Il fit tra le due giovani stelle sarà la chiave di volta per la franchigia del Michigan e, anche al di là di queste prime uscite, sulla carta si prospetta ottimo per le caratteristiche dei due, soprattutto se Jaden si abituerà ad avere poco la palla tra le mani e sfruttare gli spazi generati dalla gravity di un creator come Cunningham.

In queste prime 3 gare ne abbiamo avuto un assaggio, ma che tipo di giocatore è il prodotto di Purdue? Jaden è una combo guard atleticamente devastante, dotata – se non ve ne foste accorti, QUI un esempio – di un primo passo tra i migliori 5 della lega dal giorno uno, ottimo nel giocare senza palla grazie al suo più che discreto tiro da 3 punti (per ora 45.5 3PT% su 3.7 tentativi) e la sua abilità nel penetrare battendo i close out, cosa che sarà molto utile per sfruttare gli scarichi di Cade.

Al college, per ovvi motivi, giocava da primary creator, con uno usage del 28%, cifra andata ovviamente a diminuire col suo ingresso nella lega (23.6 USG%). Per lui e per Detroit sarà importante tenere un’efficienza alta per togliere attenzione da Cunningham, cosa che lo scorso anno Killian Hayes non è mai riuscito a fare.

Il “terreno di caccia” di Ivey è sicuramente la transizione offensiva: lì diventa davvero immarcabile, la sua velocità, esplosività e controllo del corpo lo rendono un top player in questo ambito.

La metà campo difensiva è un altro plus, dove potrà avere un impatto fin da subito essendo un ottimo difensore sia Point-of-Attack che off ball grazie alla combinazione di fisicità, wingspan e fiuto per recuperi e stoppate.

» **Obiettivo 1**
Traduci in inglese questa frase del testo su Jaden Ivey: "Il “terreno di caccia” di Ivey è sicuramente la transizione offensiva: lì diventa davvero immarcabile, la sua velocità, esplosività e controllo del corpo lo rendono un top player in questo ambito."
» **Obiettivo 2**
Secondo il testo su Jaden Ivey, per quale motivo Ivey potrà avere un impatto in difesa fin da subito? Rispondi in una o due frasi.
» **Obiettivo 3**
Prosegui il testo su Jaden Ivey dopo l'ultima frase riportata.

» **Voci fornite**

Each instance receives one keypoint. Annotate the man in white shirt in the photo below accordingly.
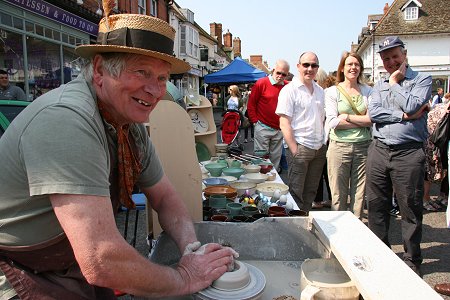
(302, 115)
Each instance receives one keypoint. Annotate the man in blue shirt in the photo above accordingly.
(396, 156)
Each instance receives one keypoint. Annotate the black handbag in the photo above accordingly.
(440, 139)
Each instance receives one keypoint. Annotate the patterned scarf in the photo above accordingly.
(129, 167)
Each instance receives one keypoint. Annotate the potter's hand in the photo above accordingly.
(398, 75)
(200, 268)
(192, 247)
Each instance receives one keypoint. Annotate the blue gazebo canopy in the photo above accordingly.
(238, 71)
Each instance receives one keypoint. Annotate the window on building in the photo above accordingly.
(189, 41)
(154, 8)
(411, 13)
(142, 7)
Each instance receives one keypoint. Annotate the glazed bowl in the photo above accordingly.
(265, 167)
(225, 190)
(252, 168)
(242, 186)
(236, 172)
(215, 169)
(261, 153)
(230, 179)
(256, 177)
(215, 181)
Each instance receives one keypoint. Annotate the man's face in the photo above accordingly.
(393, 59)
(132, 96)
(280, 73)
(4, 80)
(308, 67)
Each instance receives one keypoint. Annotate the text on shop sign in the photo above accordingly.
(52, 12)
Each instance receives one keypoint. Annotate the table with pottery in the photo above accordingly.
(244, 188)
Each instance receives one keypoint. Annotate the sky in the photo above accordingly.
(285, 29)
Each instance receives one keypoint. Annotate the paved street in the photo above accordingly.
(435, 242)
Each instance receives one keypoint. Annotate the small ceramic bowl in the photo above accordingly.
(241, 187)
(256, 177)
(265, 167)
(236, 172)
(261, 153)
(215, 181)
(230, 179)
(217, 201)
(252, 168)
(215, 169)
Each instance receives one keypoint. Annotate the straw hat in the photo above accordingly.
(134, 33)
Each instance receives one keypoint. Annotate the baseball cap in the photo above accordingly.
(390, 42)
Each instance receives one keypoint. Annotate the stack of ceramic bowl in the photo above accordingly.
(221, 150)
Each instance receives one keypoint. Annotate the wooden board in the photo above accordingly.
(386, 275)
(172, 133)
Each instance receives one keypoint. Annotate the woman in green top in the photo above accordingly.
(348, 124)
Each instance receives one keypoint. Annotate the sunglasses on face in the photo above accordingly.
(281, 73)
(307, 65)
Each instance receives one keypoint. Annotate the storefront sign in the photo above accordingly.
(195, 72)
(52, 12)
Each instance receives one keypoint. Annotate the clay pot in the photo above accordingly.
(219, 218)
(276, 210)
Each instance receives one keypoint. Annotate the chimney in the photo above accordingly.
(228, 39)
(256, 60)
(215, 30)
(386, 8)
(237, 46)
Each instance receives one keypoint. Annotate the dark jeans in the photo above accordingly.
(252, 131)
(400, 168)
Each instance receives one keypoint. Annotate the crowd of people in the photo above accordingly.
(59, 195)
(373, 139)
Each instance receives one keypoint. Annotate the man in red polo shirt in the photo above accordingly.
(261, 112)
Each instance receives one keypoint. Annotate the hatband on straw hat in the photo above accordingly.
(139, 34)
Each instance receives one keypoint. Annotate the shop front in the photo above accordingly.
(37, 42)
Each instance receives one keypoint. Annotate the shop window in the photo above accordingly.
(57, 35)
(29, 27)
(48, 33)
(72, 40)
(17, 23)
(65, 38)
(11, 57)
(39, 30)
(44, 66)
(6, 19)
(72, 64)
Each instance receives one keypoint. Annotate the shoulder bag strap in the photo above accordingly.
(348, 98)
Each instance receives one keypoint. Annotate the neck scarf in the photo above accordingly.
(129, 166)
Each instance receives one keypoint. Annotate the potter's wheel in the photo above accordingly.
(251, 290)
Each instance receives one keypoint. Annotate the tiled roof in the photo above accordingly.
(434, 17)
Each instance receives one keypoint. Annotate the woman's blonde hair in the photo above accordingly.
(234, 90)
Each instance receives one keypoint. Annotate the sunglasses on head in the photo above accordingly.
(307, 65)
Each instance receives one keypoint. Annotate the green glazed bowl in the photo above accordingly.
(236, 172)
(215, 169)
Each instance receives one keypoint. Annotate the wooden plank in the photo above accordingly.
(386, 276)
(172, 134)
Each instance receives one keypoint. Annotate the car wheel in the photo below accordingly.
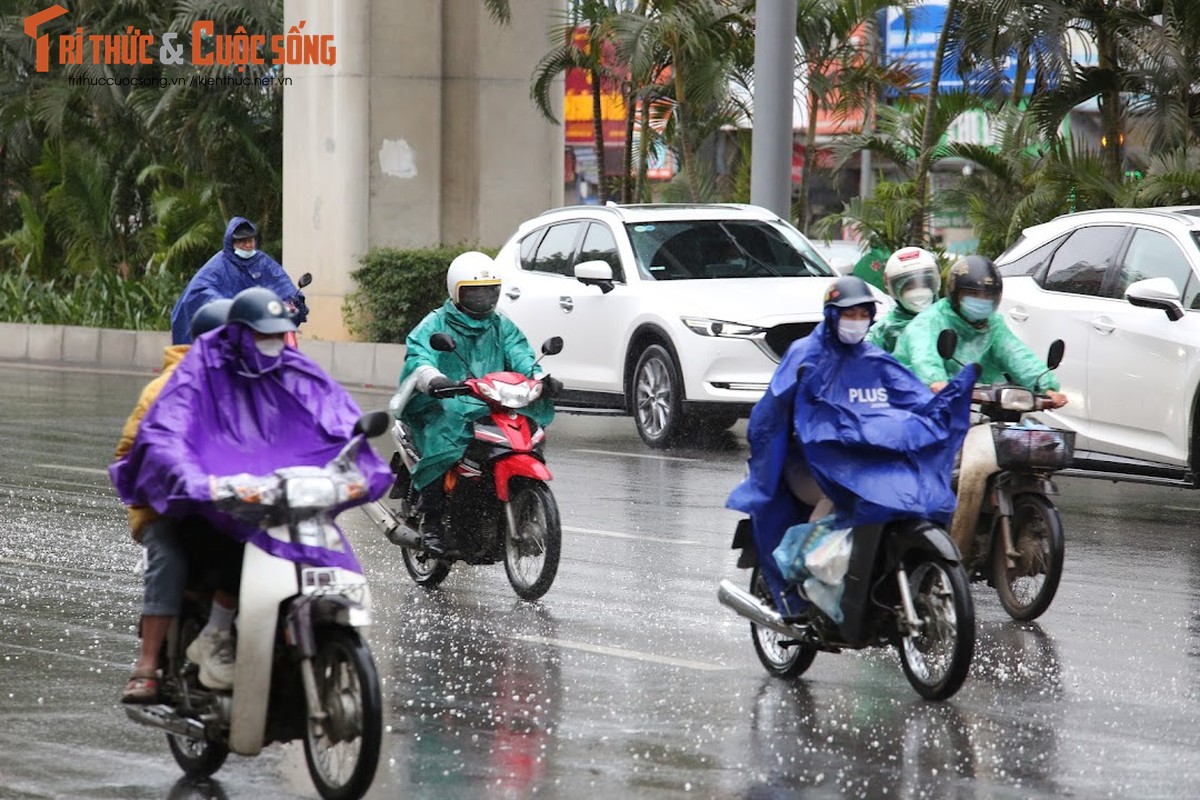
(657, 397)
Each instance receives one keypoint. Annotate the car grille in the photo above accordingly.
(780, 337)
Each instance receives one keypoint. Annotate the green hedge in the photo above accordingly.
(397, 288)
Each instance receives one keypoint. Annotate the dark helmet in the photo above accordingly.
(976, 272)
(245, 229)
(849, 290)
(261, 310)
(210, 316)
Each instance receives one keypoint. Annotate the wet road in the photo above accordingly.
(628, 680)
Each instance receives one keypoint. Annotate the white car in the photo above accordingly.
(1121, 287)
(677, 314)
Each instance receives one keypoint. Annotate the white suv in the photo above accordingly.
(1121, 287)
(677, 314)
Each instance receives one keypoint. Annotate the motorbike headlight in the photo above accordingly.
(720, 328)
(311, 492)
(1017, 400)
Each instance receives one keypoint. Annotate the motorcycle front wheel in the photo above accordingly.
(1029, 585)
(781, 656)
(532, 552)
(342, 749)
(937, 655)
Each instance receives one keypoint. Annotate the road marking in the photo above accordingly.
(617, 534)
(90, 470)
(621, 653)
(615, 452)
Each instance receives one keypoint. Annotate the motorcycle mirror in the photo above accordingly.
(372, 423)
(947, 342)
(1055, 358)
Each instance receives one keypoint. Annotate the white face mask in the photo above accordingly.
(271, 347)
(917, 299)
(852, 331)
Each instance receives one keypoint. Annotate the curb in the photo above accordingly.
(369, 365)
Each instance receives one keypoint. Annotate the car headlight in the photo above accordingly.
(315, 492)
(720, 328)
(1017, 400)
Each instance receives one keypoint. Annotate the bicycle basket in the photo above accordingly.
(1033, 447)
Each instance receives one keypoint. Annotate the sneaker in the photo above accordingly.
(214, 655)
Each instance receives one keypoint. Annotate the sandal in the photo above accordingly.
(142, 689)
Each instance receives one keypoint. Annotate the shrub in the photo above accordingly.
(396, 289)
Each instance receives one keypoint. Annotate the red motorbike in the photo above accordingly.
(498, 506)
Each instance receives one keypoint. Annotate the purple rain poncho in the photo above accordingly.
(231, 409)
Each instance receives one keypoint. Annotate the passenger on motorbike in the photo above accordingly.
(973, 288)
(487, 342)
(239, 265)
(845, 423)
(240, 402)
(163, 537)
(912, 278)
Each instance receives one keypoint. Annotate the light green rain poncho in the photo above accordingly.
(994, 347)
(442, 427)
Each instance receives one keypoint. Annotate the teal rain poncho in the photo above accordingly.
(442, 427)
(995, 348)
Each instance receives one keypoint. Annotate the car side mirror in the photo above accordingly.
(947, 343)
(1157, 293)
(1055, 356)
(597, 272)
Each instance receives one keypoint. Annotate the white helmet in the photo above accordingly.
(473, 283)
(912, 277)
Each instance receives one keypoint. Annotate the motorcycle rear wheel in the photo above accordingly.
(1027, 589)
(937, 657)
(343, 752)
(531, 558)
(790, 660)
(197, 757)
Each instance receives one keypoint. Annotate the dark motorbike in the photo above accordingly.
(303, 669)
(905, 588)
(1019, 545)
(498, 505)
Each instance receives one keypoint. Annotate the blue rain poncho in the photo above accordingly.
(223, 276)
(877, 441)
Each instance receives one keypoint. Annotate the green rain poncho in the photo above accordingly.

==

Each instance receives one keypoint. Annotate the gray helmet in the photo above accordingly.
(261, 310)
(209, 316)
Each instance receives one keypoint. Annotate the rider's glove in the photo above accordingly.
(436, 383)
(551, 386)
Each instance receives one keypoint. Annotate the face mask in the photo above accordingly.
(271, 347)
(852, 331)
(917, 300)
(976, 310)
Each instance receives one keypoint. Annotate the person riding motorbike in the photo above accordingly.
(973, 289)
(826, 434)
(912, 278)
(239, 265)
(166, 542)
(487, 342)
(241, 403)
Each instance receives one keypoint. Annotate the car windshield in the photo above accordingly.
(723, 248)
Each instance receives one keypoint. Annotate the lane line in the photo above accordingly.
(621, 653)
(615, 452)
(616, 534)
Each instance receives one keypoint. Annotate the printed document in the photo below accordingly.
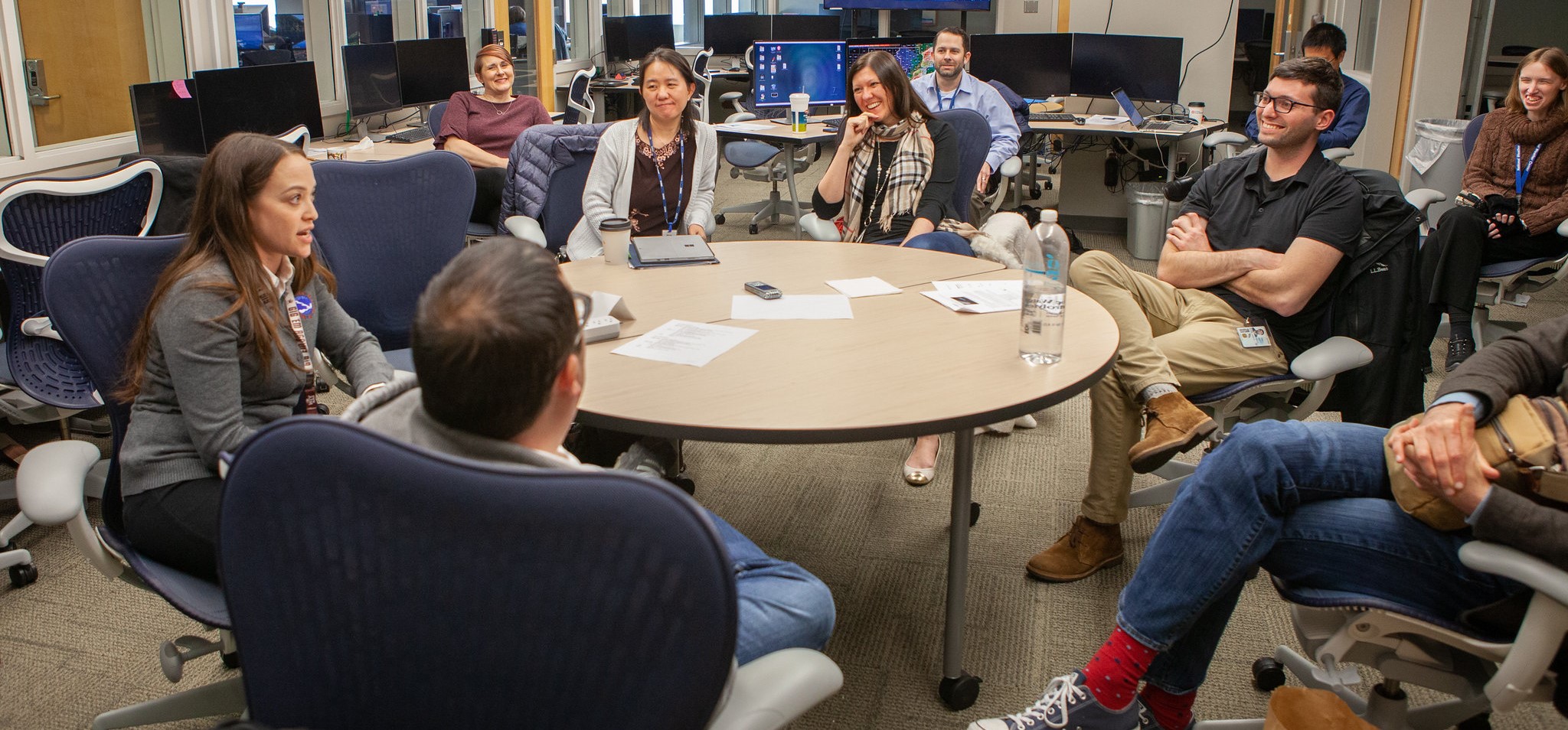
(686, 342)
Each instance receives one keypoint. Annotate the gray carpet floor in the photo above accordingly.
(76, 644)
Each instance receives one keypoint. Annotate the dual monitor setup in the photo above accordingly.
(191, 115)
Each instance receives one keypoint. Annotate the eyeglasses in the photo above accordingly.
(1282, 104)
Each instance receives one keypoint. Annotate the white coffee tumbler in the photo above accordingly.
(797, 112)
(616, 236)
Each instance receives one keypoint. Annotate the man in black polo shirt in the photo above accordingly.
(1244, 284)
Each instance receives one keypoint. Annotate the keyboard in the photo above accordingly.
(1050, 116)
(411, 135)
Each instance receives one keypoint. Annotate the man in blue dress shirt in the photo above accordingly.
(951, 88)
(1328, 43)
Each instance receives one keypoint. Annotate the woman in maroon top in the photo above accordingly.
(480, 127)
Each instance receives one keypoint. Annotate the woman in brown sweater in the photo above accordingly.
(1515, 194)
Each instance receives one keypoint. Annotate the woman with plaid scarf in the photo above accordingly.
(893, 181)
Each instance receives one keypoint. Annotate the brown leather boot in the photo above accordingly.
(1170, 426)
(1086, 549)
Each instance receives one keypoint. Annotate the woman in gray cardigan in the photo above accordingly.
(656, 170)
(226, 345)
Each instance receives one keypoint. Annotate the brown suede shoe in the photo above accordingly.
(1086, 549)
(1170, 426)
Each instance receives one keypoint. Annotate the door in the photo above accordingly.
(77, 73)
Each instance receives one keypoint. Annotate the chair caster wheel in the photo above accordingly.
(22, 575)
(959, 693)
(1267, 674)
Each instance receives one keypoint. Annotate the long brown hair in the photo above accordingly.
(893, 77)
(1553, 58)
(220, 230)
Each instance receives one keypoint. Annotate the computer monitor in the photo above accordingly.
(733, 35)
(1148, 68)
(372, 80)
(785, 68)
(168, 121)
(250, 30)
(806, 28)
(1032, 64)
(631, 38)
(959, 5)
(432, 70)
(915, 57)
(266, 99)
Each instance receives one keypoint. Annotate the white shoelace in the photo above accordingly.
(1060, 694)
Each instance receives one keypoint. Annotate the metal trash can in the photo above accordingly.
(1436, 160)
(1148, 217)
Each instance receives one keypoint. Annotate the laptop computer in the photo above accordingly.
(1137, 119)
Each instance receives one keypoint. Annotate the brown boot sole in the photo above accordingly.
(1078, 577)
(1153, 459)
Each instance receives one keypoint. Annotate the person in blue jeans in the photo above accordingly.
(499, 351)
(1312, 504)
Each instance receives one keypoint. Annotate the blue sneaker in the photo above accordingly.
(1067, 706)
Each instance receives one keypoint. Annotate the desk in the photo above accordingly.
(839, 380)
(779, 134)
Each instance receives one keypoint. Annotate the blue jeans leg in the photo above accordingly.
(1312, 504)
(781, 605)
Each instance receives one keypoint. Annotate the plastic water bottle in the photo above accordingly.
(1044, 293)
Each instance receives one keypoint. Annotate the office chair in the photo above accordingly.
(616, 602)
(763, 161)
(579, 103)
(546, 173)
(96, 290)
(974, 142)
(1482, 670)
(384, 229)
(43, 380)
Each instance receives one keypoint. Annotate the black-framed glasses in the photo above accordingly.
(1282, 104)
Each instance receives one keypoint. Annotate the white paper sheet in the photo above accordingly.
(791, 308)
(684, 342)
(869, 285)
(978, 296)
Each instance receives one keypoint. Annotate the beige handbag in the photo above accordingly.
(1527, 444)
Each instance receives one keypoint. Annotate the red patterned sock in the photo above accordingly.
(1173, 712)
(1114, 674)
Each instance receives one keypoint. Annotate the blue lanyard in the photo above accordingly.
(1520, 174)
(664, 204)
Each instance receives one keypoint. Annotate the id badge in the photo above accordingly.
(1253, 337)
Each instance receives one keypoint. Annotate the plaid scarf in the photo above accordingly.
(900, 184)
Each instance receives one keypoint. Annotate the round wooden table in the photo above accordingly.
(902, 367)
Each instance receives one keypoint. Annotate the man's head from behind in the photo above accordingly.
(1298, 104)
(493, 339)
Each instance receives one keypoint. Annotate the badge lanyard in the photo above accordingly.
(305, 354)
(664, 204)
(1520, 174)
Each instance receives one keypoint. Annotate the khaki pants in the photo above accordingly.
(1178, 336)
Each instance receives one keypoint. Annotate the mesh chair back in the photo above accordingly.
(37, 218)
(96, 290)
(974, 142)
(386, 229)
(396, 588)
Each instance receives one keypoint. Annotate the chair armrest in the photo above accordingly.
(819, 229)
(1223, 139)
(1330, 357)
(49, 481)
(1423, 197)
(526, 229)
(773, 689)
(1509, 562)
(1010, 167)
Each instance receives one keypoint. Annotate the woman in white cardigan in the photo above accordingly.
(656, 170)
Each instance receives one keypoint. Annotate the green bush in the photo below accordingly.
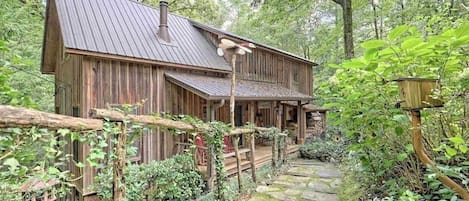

--

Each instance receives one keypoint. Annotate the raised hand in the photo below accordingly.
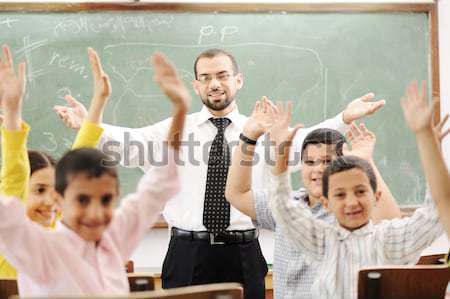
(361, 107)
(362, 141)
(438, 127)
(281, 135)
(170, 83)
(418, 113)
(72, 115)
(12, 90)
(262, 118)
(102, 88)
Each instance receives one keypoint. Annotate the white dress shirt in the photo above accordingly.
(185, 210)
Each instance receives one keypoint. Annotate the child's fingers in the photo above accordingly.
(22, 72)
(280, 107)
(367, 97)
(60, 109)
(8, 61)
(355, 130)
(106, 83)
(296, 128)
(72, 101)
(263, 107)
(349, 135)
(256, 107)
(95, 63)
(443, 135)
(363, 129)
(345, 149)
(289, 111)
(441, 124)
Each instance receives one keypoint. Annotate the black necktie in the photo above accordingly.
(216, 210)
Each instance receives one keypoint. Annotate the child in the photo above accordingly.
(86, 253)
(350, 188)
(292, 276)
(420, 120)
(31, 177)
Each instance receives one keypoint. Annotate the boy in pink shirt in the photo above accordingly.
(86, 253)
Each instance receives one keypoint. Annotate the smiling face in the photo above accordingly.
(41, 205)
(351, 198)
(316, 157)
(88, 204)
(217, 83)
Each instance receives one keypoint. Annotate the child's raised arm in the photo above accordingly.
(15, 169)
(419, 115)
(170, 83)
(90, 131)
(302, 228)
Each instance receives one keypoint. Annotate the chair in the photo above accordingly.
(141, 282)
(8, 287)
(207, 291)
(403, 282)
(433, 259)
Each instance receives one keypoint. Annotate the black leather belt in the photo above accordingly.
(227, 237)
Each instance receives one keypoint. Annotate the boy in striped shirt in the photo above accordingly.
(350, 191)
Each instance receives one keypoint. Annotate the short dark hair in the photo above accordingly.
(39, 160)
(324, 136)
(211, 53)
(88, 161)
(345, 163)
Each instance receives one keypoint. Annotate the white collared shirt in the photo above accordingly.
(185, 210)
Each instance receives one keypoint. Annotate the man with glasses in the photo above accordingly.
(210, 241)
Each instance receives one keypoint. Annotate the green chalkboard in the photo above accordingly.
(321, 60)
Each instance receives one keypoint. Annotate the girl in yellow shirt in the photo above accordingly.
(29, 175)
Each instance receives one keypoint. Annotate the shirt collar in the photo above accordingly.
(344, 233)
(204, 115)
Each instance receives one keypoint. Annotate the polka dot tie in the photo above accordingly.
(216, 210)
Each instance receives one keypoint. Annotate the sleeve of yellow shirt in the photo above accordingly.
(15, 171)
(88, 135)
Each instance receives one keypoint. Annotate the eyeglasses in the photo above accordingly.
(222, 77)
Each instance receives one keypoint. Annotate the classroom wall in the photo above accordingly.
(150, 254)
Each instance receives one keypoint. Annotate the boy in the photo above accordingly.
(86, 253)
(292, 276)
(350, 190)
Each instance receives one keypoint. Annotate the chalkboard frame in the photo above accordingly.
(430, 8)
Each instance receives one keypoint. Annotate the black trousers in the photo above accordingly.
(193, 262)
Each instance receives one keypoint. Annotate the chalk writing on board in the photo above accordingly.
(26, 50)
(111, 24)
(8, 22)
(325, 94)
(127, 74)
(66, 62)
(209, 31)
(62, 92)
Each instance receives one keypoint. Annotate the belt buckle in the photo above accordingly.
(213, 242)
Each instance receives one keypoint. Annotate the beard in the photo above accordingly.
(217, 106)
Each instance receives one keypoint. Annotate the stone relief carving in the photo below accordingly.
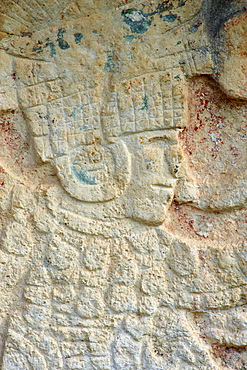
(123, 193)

» **Esito del compito 1**
Ivey's "hunting ground" is certainly the offensive transition: there he becomes truly unguardable; his speed, explosiveness, and body control make him a top player in this area.

» **Esito del compito 2**
Ivey potrà incidere subito in difesa perché è un ottimo difensore sia Point-of-Attack sia off ball. Questo si deve alla combinazione di fisicità, wingspan e fiuto per recuperi e stoppate.

» **Esito del compito 3**
Sicuramente Detroit ha in casa una gemma, che probabilmente non si aspettavano neanche loro di trovare libera alla 5: uno dei rari e fortunati casi in cui, in sede di Draft, il miglior fit coincide con il miglior giocatore disponibile.

Dyson Daniels

Dyson è uno dei prodotti di questo Draft provenienti da G-League Ignite. L’ex compagno di Jaden Hardy e Marjon Beauchamp è un archetipo di giocatore veramente interessante per l’NBA moderna: guardia di dimensioni superiori rispetto alla media del ruolo, con grandi istinti difensivi e un’ottima visione di gioco.

Daniels ha avuto la fortuna (o sfortuna) di essere stato chiamato da una squadra che punta da subito ad essere competitiva, ossia i New Orleans Pelicans di Zion Williamson, Brandon Ingram e CJ McCollum, e sarà quindi importante per lui ritagliarsi un ruolo funzionale alla causa per avere tanto minutaggio nelle rotazioni – cosa che, fino ad ora, non è riuscito a fare.

Il prodotto di Ignite ha tutto per entrare nella lega ed essere un difensore di alto livello da subito, e in una squadra a trazione offensiva come NOLA potrebbe diventare fondamentale per dare equilibrio, con lui e Herb Jones responsabili dell’arduocompito di non far pesare troppo le carenze difensive dei compagni più blasonati.

Nella metà campo offensiva potrebbe essere più complicato inserirlo, specialmente in una squadra dagli obiettivi importanti come i Pelicans. Le sue caratteristiche lo rendono un progetto da costruire come secondary creator, grazie alla sua abilità nel giocare i pick&roll e saper trovare sempre i taglianti e i tiratori liberi per lo scarico. Sarà però difficile, a mio parere, riuscire a dargli questo ruolo fin da subito: lo scenario più plausibile è un utilizzo maggiore off ball e in questo aspetto del gioco Dyson può ancora migliorare molto, nonostante sia un buon tagliante e molto bravo a smarcarsi senza palla. Per adesso, comunque, i flash sono interessanti.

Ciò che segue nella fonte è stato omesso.